Task → Scan the entries line by line and return those with "parachute".

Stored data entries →
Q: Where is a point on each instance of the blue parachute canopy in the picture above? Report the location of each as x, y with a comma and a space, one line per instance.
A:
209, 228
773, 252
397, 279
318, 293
...
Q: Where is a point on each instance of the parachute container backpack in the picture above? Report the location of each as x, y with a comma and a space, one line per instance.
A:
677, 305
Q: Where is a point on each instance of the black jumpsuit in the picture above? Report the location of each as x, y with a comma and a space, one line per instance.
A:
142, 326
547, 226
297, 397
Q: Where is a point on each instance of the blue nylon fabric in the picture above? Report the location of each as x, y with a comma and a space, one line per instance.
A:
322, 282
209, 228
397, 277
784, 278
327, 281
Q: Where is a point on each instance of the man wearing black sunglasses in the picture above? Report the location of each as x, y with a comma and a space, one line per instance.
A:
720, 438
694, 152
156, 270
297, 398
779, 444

Reply →
Q: Where is a point on each instance of the blue parachute canopy in the picture above? Report the location of each as x, y with a comma and a space, one line per instance.
Q: Where is a point on each instance of the parachute container backpack in the picture above? Report the location of each as x, y with a comma and a space, one line per instance.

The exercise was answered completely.